Exercise details
In the material below, find each line that contains the word "JSON" and copy it.

Materials provided

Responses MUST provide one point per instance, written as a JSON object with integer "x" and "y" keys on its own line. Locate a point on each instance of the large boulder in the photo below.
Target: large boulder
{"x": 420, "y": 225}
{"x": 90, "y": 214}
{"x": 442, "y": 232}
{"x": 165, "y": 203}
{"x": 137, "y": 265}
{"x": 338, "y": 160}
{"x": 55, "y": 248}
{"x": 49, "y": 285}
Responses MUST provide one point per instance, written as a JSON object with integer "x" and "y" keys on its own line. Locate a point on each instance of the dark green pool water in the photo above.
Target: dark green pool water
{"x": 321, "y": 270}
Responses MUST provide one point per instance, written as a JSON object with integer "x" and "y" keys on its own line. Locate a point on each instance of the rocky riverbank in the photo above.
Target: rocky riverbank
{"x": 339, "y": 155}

==

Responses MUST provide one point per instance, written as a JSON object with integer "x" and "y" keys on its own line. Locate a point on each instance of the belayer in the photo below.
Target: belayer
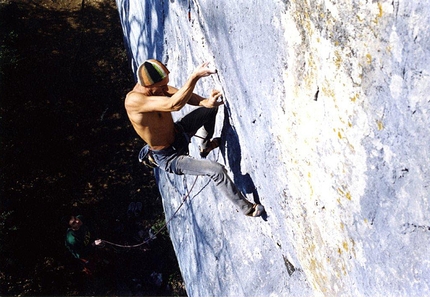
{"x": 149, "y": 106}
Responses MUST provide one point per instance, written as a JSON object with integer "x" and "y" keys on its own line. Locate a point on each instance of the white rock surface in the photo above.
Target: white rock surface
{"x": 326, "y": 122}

Result for this exercise
Responses MUST provide one point per instance, written as a JSON object with integer "x" and "y" keys on its own line. Locate a point on each instance of the large boulder in the photo below.
Responses MUST provide one point per instance, written as a JSON object with integer "x" and "y" keys on its own line. Locate a point on each instance of the dark green pool water in the photo above.
Responses MUST provide one point per instance, written as a JSON object with integer "x" and "y" keys on its own line. Locate a point on each instance of the rocky riverbank in the photo above.
Responses MUST provide one point per instance, written as a JSON object with integer "x" and "y" keys on its own line. Locate a point on each instance of the belayer in the photo below.
Responses MUST provide one point per instance, written as a JSON object with integer "x" and "y" keys on its own line. Locate a point on each instance of the white rock surface in the photo above.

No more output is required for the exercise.